- **Text section**
# # # # # # #

Whether it’s social media or scientific journals, the half-life of knowledge is changing at an increasingly rapid rate, so much that our neurological information management system is being asked to accommodate change within a nanosecond like the balls, bullets and droplets James Gleich describes as becoming motionless within a nanosecond. Individuals that suffer from change induced stress need a place where they can cleanse themselves of old information and move-on to new information. In doing so they’ll be relieved of the stress of having to experience, sometimes, debilitating change and make a healthy move to the future.

We’re all being required to do more. In the past travel agents made our airline and rail reservations, salespeople helped us find what we were looking for in shops and professional typists or secretaries helped busy people with their correspondence. Now we do most of those things ourselves which we call “multitasking” but we’re not very good at it. And we’re attempting to multitask at a faster rate.

Asking the brain to shift attention from one activity to another causes the prefrontal cortex and striatum to burn up oxygenated glucose, the same fuel they need to stay on task. According to Earl Miller, a neuroscientist at MIT, “When people think they’re multitasking, they’re actually just switching from one task to another very rapidly. And every time they do, there’s a cognitive cost in doing so.” … Multitasking has been found to increase the production of the stress hormone cortisol as well as the fight-or-flight hormone adrenaline, which can overstimulate your brain and cause mental fog or scrambled thinking. Make no mistake: email-, Facebook- and Twitter-checking constitute a neural addiction.

Change, resulting from the frequency with which new information becomes available, is accelerating and because change and time are essentially the same (i.e. time is the rate at which change occurs) it feels like time is accelerating as well. It’s the sometimes never ending stream of new information that’s causing change. The flood of new information produces the “feeling” of time accelerating which is the real source of change induced stress.

# # # # # # #

- **Provided information**

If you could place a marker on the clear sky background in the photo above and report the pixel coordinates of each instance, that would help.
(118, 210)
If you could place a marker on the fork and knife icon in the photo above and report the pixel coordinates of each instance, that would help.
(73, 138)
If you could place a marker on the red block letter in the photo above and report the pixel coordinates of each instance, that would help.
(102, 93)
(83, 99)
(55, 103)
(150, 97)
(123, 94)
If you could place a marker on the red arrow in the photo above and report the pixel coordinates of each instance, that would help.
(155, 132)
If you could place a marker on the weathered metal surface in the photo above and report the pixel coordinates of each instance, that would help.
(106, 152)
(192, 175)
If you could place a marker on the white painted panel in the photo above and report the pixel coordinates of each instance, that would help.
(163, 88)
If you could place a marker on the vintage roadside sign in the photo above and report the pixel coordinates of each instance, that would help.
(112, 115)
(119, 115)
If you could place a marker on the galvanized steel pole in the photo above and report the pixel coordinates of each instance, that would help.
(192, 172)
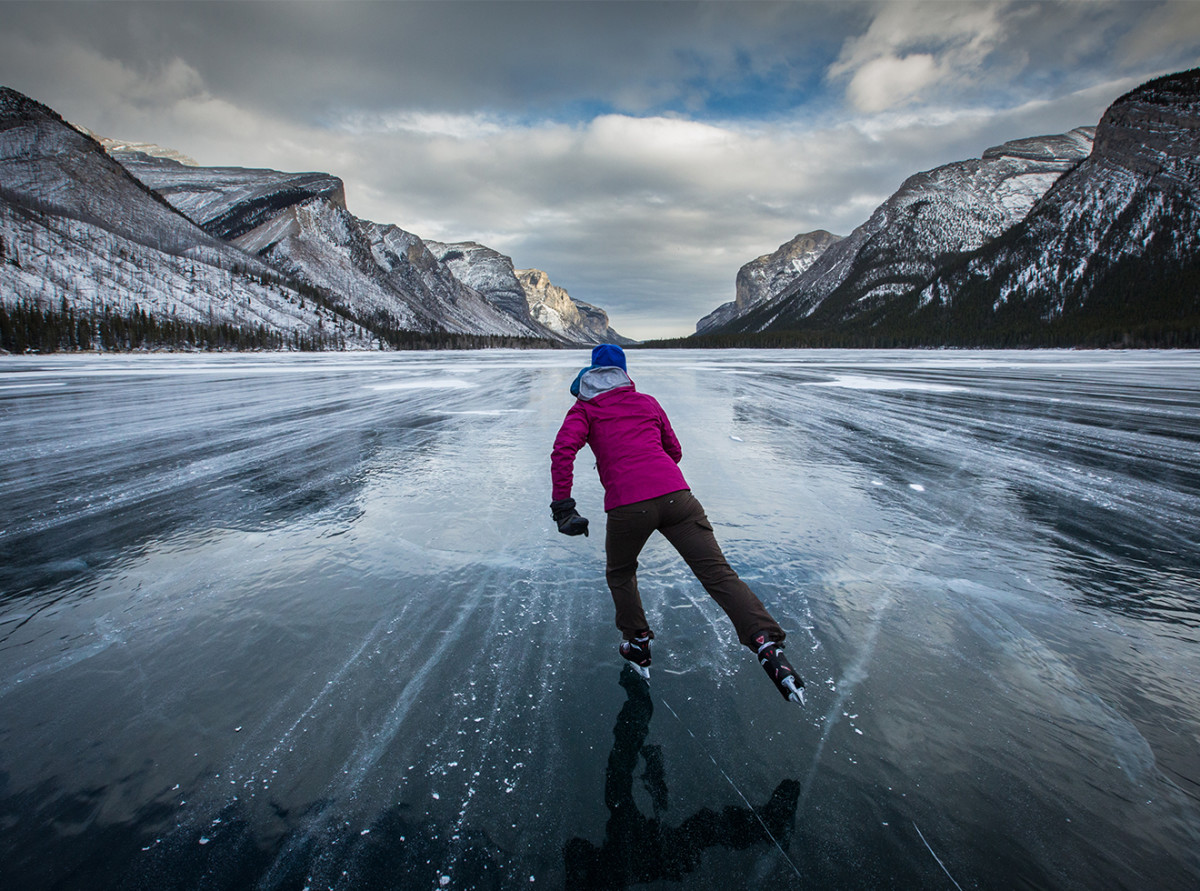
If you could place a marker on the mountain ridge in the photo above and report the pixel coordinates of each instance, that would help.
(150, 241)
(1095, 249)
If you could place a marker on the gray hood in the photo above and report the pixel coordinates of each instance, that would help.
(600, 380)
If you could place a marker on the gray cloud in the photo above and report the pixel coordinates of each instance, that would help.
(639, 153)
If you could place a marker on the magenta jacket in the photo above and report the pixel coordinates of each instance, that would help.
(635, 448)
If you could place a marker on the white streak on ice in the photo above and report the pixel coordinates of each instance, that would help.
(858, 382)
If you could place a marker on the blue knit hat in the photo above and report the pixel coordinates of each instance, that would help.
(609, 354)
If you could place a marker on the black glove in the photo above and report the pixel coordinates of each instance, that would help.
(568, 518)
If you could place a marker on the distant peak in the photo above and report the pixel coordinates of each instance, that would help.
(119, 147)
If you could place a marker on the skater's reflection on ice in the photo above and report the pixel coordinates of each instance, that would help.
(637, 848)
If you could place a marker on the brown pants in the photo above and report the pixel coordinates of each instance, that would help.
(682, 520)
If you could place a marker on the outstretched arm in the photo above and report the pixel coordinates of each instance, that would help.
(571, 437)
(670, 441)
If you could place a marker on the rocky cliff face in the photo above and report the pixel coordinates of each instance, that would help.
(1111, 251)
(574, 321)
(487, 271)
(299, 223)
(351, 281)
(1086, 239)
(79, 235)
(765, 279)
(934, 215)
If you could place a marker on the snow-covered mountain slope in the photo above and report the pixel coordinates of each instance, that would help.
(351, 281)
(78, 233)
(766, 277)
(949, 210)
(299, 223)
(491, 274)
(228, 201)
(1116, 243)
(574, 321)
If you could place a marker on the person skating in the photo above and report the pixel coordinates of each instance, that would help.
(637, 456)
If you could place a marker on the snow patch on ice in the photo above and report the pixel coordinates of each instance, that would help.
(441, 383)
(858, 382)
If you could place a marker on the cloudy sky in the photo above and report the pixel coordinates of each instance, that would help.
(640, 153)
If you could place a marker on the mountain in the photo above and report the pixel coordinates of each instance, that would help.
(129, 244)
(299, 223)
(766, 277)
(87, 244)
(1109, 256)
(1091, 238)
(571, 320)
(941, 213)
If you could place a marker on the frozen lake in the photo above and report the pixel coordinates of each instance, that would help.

# # # # # # #

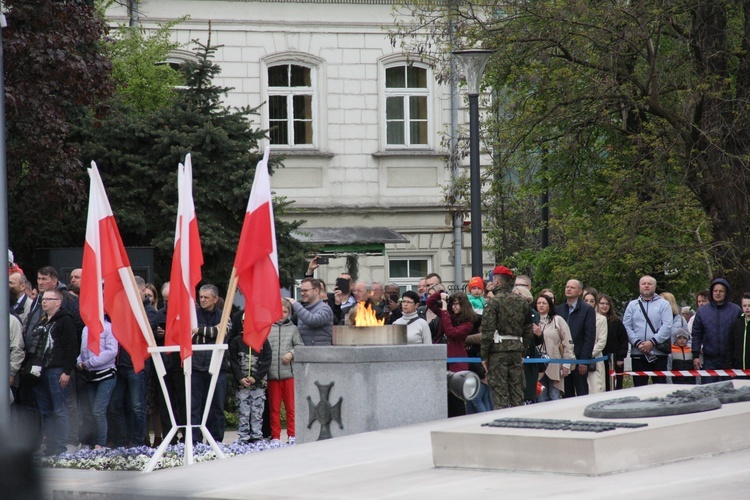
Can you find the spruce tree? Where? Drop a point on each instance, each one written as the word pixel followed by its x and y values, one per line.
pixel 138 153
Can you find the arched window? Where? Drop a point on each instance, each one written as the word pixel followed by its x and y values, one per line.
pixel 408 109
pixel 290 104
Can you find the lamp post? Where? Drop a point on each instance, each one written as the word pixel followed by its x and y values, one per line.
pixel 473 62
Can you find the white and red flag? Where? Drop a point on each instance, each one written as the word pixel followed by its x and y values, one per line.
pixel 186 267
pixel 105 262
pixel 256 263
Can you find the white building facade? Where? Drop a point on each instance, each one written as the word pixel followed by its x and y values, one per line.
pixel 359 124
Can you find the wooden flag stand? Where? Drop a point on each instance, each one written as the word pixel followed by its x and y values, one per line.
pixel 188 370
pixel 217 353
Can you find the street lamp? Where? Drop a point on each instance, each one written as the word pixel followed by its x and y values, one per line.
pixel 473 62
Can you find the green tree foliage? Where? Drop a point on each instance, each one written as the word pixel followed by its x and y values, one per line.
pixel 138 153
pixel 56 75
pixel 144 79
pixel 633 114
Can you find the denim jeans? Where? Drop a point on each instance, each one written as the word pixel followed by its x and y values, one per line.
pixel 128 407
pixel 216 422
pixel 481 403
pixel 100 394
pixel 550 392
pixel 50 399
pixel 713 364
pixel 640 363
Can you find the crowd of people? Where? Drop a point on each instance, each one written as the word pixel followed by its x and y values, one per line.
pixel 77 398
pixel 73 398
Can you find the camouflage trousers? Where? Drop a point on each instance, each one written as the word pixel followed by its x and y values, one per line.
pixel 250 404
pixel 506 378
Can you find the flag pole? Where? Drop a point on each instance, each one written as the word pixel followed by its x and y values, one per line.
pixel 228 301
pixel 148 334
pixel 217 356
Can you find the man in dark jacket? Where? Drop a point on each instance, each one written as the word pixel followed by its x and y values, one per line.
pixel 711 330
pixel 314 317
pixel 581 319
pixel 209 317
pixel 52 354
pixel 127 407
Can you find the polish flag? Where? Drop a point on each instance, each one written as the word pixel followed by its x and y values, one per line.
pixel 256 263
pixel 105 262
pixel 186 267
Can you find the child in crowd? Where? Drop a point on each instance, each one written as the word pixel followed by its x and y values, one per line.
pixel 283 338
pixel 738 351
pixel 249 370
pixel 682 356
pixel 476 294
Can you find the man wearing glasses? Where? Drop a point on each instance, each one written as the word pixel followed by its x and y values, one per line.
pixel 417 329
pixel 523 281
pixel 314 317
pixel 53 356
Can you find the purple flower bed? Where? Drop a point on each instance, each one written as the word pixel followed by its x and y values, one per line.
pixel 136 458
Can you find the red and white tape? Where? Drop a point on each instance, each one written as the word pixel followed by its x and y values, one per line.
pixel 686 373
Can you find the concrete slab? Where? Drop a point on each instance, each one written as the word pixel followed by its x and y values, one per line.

# # # # # # #

- **Try it**
According to the text on change-induced stress, which two hormones has multitasking been found to increase? The items come from a different source than the text.

- **Answer box**
Cortisol and adrenaline.